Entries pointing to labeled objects

----------

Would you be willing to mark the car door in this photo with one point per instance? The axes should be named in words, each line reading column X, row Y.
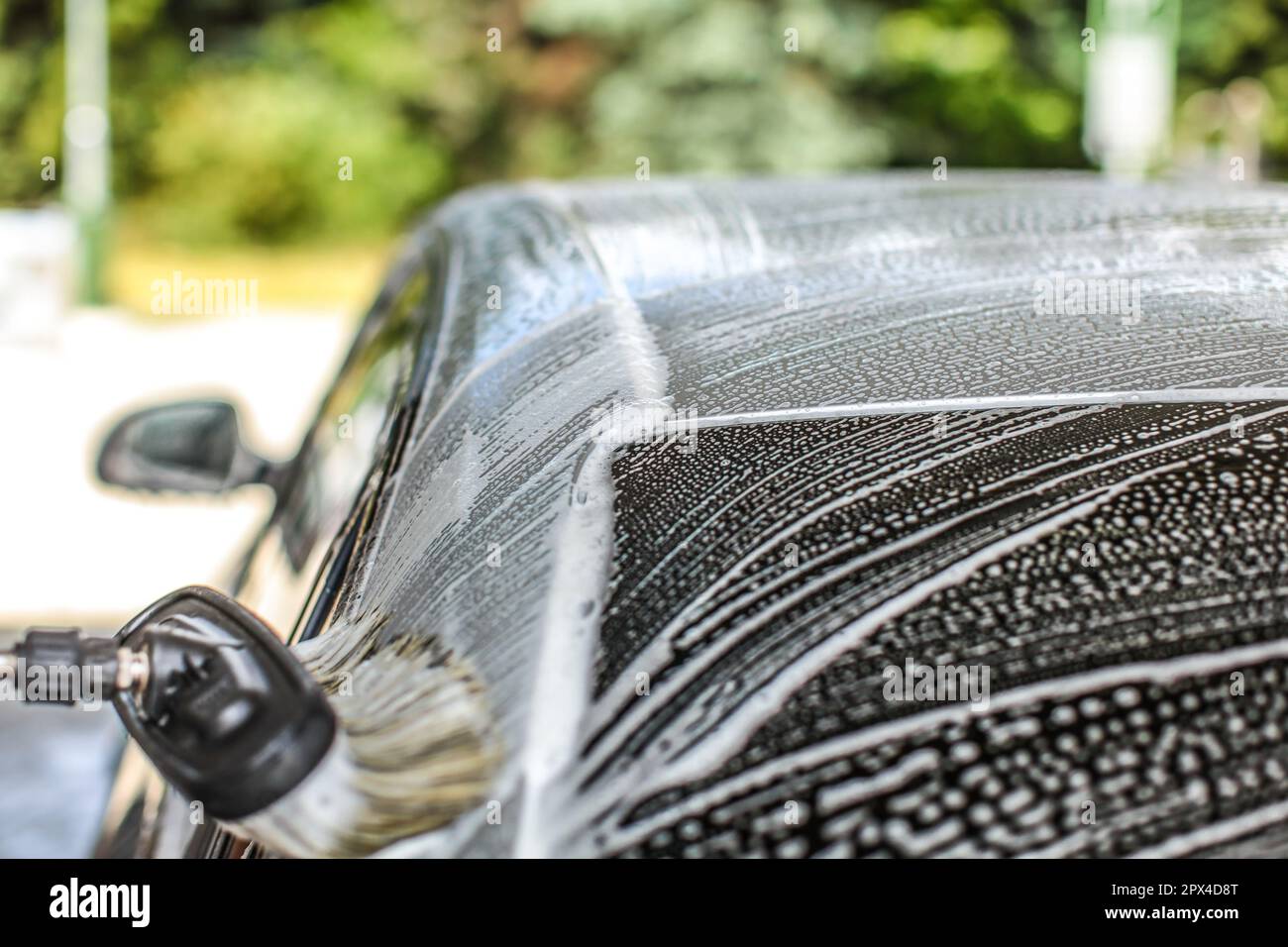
column 294, row 566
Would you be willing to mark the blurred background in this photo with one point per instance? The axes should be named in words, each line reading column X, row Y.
column 282, row 147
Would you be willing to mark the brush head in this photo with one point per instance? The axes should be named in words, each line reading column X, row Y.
column 227, row 715
column 415, row 748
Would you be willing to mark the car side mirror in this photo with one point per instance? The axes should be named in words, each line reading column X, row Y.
column 185, row 446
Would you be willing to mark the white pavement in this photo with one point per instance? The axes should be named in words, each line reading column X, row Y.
column 73, row 552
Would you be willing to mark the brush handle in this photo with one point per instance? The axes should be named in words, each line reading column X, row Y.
column 228, row 716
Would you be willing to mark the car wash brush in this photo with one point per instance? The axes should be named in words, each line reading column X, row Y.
column 287, row 748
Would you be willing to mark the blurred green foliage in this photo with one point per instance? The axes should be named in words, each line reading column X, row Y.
column 243, row 141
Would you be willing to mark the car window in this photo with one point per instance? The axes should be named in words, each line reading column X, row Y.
column 339, row 451
column 352, row 425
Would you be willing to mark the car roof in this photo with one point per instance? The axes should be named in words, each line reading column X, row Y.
column 579, row 318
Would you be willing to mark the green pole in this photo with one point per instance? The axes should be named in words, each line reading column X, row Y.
column 86, row 141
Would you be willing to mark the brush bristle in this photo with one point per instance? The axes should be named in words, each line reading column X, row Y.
column 413, row 749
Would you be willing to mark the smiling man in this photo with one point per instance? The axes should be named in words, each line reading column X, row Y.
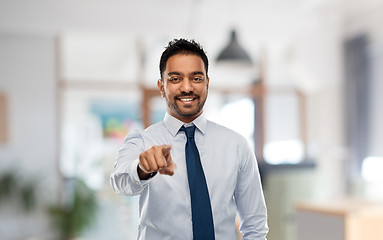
column 193, row 176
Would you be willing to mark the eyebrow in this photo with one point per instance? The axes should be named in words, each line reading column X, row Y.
column 180, row 74
column 174, row 73
column 197, row 73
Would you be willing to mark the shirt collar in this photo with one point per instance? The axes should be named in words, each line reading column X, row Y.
column 173, row 125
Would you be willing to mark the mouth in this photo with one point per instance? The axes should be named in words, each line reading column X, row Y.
column 187, row 99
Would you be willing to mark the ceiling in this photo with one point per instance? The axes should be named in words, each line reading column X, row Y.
column 105, row 38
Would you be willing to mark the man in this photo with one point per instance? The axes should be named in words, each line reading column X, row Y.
column 192, row 175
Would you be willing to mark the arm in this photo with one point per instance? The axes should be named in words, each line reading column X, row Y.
column 249, row 197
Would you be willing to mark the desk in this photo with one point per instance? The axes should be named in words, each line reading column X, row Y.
column 340, row 220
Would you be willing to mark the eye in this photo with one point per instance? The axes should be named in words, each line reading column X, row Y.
column 174, row 79
column 198, row 79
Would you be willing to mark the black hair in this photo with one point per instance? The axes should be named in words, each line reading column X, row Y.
column 182, row 46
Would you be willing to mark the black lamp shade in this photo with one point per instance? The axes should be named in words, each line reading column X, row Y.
column 234, row 52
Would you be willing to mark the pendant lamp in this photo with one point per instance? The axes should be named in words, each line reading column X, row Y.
column 233, row 52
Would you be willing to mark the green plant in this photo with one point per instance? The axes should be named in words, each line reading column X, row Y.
column 72, row 218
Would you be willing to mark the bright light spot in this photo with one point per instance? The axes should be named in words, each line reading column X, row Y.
column 372, row 169
column 284, row 152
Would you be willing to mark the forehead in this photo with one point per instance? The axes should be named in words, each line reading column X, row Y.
column 185, row 63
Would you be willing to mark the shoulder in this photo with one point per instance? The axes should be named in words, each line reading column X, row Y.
column 220, row 131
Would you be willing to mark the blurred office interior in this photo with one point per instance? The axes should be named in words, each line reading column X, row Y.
column 77, row 76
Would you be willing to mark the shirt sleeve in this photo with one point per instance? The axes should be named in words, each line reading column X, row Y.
column 251, row 206
column 124, row 177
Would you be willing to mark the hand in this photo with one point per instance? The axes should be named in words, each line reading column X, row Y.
column 156, row 159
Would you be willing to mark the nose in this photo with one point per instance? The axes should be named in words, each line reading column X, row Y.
column 186, row 85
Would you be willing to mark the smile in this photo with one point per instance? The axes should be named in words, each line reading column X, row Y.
column 186, row 99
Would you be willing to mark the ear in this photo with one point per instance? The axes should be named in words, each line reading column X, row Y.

----------

Problem to solve:
Return all of the material above line for line and unchanged, but omit the pictures.

Finished exercise:
Would you be willing to mark the car door in this photo with one point per instance? The axes should be named in words, each line reading column X, row Y.
column 294, row 566
Would you be willing to mark the blurred background in this photo with one point per instance? The axes should be named in words, each line reading column X, row Y.
column 282, row 147
Would you be willing to mark the brush head in this photo with one point per instance? The axes should be named in words, each line reading column X, row Y.
column 227, row 715
column 415, row 748
Would you be willing to mark the car side mirror in this photo with one point per instance? The axes should be named in words, each line reading column X, row Y.
column 185, row 446
Would you be willing to mark the white pavement in this photo with one point per instance? The axes should be named in words, each line reading column X, row Y.
column 73, row 552
Would you be willing to mark the brush handle in this photo with one point per instance? The axes should be named in words, each line reading column X, row Y.
column 228, row 716
Would you be willing to mark the car wash brush in this photo with one point per instance? The axes should be named in words, each line reading column X, row Y.
column 287, row 748
Would you be willing to mark the blurred green foliage in this photo with one point per instance? The axes should be named in words, each line reading column X, row Y.
column 243, row 141
Would you be willing to mark the car window in this photo with one point per instance? The axes should be named in words, each line reading column X, row Y.
column 339, row 451
column 352, row 425
Would you be willing to mark the car roof in this photo with one point per instance? The axes should be named in words, each line reading column X, row Y.
column 579, row 318
Would you be willing to mark the green pole in this photo with one point per instance? The axes should be named in words, each line reading column X, row Y.
column 86, row 141
Would you be willing to mark the brush bristle in this photo with one point per instance? The axes should be named in words, each line reading column X, row Y.
column 413, row 749
Would you be willing to mark the smiling man in this photo with one point per instance? The axes should be named in words, each line reading column X, row Y.
column 193, row 176
Would you be willing to mark the eyebrow in this photo with one point per instance? The axes should be named in words, each line reading column X, row Y.
column 180, row 74
column 174, row 73
column 197, row 73
Would you be willing to mark the shirt collar in this photo with one point per instance? The axes should be named in words, each line reading column X, row Y.
column 173, row 125
Would you be willing to mark the mouth in this photo with one point per instance? The axes should be named in words, each line reading column X, row Y.
column 187, row 99
Would you be willing to mark the ceiling in this photo with one point per instance? The axes should be named in words, each line reading column X, row Y.
column 105, row 38
Would you be willing to mark the man in this photo with one point per instance? The axes should be named in words, each line reading column X, row Y.
column 192, row 175
Would you be willing to mark the arm in this photo with one point per instance? The axes should be named in words, each line reading column X, row Y.
column 249, row 197
Would you be willing to mark the desk in this photo with one point per instance? The axes should be named in words, each line reading column X, row Y.
column 340, row 220
Would you be willing to mark the eye in this photo with one point per instance? The axes should be named in words, each line reading column X, row Y.
column 174, row 79
column 198, row 79
Would you be willing to mark the black hair in this photo with one point per instance? The axes should be named in words, each line reading column X, row Y.
column 182, row 46
Would you be willing to mark the black lamp shade in this photo with one point per instance? The axes should be named in words, each line reading column X, row Y.
column 234, row 52
Would you be willing to mark the pendant lamp in this photo with one point per instance? The axes should be named in words, each line reading column X, row Y.
column 233, row 52
Would you be willing to mark the green plant in this photo with one point per instance? The axes should be named in words, each line reading column X, row Y.
column 72, row 218
Would you be willing to mark the bright light spot in this photo with one point per instance? The axes should be named in words, each line reading column X, row Y.
column 372, row 169
column 284, row 152
Would you be willing to mark the forehead in this photo with one point per instance? The axes should be named in words, each line reading column X, row Y.
column 185, row 63
Would you be willing to mark the shoulder in this photo with one point per instance? The axes should be named in words, each line reading column X, row Y.
column 220, row 131
Would you be willing to mark the blurred office interior in this photo with one point per instance? The axes should be named in words, each line reading column X, row Y.
column 77, row 76
Would you be willing to mark the shirt sleeve in this photo with one point per instance? The axes should be named in words, each line reading column X, row Y.
column 251, row 206
column 124, row 177
Would you be willing to mark the hand in this photo with one point per instance? The axes should be named in words, each line reading column X, row Y.
column 156, row 159
Would you be willing to mark the nose in this photo with one point per instance? The axes should be named in words, each line reading column X, row Y.
column 186, row 85
Would you be willing to mark the smile in this photo with one point per instance? The axes should be named in words, each line reading column X, row Y.
column 186, row 99
Would you be willing to mark the ear in this photo with one point per instance? The axes should be named in words, each line reading column X, row Y.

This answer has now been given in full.